━━━━━ PAGE TEXT

Wright Medical Group, Inc.’s road for reaching FDA approval for its PMA (premarket application) for Augment Bone Graft has been rocky and highlighted by a contentious FDA orthopedic panel meeting in 2011.

On August 8, 2013, the company received an 18-page “not approvable” letter from the FDA for the product. The FDA said it was “concerned that the population enrolled was predominately low risk and, therefore, may not have warranted the use of either autograft or Augment Bone Graft.”

But on March 10, 2014, the company announced it has reached an agreement with the FDA’s Office of Device Evaluation (ODE) under which ODE will accept a further amendment to the PMA for the bone graft in lieu of proceeding with the Dispute Resolution Panel (DRP) that was scheduled for the week of May 19, 2014. The agreement with ODE remains subject to final approval by the FDA appeal authority. That approval is expected shortly.

The PMA amendment, which the company expects to submit on or about March 31, 2014, will consist of analyses of pre-existing radiographic films of clinical study patients at pre-operative and post-operative time points. ODE, according to the company announcement, has committed to an expeditious review of the PMA amendment and agreed to issue a determination on whether the PMA is approvable no later than 180 days after submission of the PMA amendment. The company intends to renew the DRP process if the PMA amendment fails to result in a reversal of ODE’s previous not approvability determination.

Robert Palmisano, Wright’s president and CEO, said while the development is cause for somewhat greater optimism than the company has thus far had reason to embrace, “It is important to reiterate that the parties’ positions are still far apart and there is no guarantee this PMA amendment will result in an approval for Augment Bone Graft. Nevertheless, we are pleased we were able to work collaboratively with FDA to identify a path forward that does not require new clinical studies to get to the next approvability determination.”

━━━━━━━━━━
━━━━━ ENTRIES SUPPLIED

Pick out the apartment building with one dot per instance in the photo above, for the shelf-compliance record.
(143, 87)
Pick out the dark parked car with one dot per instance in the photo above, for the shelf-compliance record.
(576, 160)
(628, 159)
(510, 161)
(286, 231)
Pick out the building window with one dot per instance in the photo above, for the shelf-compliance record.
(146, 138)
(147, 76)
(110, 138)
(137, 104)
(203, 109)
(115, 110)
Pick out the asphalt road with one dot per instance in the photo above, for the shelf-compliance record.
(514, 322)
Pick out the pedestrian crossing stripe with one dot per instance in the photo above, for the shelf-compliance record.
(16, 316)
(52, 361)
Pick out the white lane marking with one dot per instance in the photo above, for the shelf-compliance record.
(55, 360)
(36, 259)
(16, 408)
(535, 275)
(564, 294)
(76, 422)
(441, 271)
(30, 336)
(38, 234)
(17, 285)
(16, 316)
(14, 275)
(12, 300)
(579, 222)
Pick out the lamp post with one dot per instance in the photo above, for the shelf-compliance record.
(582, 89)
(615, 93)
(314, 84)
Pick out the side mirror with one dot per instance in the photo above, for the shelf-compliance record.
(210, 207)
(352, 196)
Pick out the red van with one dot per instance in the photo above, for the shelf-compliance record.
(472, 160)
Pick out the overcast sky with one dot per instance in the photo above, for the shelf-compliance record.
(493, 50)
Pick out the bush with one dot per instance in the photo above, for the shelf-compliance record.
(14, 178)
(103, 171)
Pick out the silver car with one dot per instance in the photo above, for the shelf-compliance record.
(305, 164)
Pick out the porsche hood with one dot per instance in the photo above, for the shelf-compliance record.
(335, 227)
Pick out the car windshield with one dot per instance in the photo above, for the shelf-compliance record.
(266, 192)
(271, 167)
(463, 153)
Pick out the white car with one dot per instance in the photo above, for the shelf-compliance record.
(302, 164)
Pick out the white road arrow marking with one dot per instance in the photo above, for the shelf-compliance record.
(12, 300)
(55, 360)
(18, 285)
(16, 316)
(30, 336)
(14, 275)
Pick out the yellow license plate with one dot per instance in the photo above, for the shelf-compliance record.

━━━━━━━━━━

**WHAT YOU NEED TO DO**:
[A] Reproduce the passage from the text on Augment Bone Graft's FDA approval that begins with "But on March" and stops after "is expected shortly.".
[B] Translate this sentence from the text on Augment Bone Graft's FDA approval into Spanish: "The agreement with ODE remains subject to final approval by the FDA appeal authority."

**ANSWER LIST**:
[A]
But on March 10, 2014, the company announced it has reached an agreement with the FDA’s Office of Device Evaluation (ODE) under which ODE will accept a further amendment to the PMA for the bone graft in lieu of proceeding with the Dispute Resolution Panel (DRP) that was scheduled for the week of May 19, 2014. The agreement with ODE remains subject to final approval by the FDA appeal authority. That approval is expected shortly.

[B] El acuerdo con la ODE sigue sujeto a la aprobación final de la autoridad de apelaciones de la FDA.